TASK DETAILS
Print the part of the Aurora migration text starting at "Although most applications" and ending at "or no change.", word for word.

+++ TEXT SECTION +++

Database migration considerations - Amazon Aurora MySQL Migration Handbook

Database migration considerations

A database represents a critical component in the architecture of most applications. Migrating the database to a new platform is a significant event in an application’s lifecycle and may have an impact on application functionality, performance, and reliability.

Migrations are among the most time-consuming and critical tasks handled by database administrators. Although the task has become easier with the advent of managed migration services such as AWS Database Migration Service, large-scale database migrations still require adequate planning to meet strict compatibility and performance requirements.

Migration phases

Because database migrations tend to be complex, AWS advocates taking a phased, iterative approach.

Diagram showing migration phases

Migration phases

This paper considers these major contributors to the success of every database migration project:

  • Factors that justify the migration to Amazon Aurora, such as compatibility, performance, cost, and high availability and durability

  • Best practices for choosing the optimal migration method

  • Best practices for planning and implementing a migration

  • Migration troubleshooting hints

This section discusses important considerations that apply to most database migration projects. For an extended discussion of related topics, see the Amazon Web Services (AWS) whitepaper Migrating Your Databases to Amazon Aurora.

Features and compatibility

Although most applications can be architected to work with many relational database engines, you should make sure that your application works with Amazon Aurora. Amazon Aurora is designed to be wire-compatible with MySQL 5.6,5.7 and 8.0 Therefore, most of the code, applications, drivers, and tools that are used today with MySQL databases can be used with Aurora with little or no change.

However, certain MySQL features, such as the MyISAM storage engine, are not available to use with Amazon Aurora.

Also, due to the managed nature of the Aurora service, SSH access to database nodes is restricted, which may affect your ability to install third-party tools or plugins on the database host.

For more details, refer to Aurora on Amazon RDS in the Amazon Relational Database Service (Amazon RDS) User Guide.

Performance

Performance is often the key motivation behind database migrations. However, deploying your database on Amazon Aurora can be beneficial even if your applications don’t have performance issues. For example, Amazon Aurora scalability features can greatly reduce the amount of engineering effort required to prepare your database platform for future traffic growth.

You should include benchmarks and performance evaluations in every migration project. Therefore, many successful database migration projects start with performance evaluations of the new database platform. Although the RDS Aurora Performance Assessment Benchmarking paper gives you a decent idea of overall database performance, these benchmarks do not emulate the data access patterns of your applications. For more useful results, test the database performance for time-sensitive workloads by running your queries (or subset of your queries) on the new platform directly.

Consider these strategies:

  • If your current database is MySQL, migrate to Amazon Aurora with downtime and performance test your database with a test or staging version of your application or by replaying the production workload.

+++ COLLECTED MATERIAL +++

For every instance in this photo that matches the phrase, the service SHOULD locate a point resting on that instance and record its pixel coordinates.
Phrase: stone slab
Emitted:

+++

SOLVED EXERCISE
Although most applications can be architected to work with many relational database engines, you should make sure that your application works with Amazon Aurora. Amazon Aurora is designed to be wire-compatible with MySQL 5.6,5.7 and 8.0 Therefore, most of the code, applications, drivers, and tools that are used today with MySQL databases can be used with Aurora with little or no change.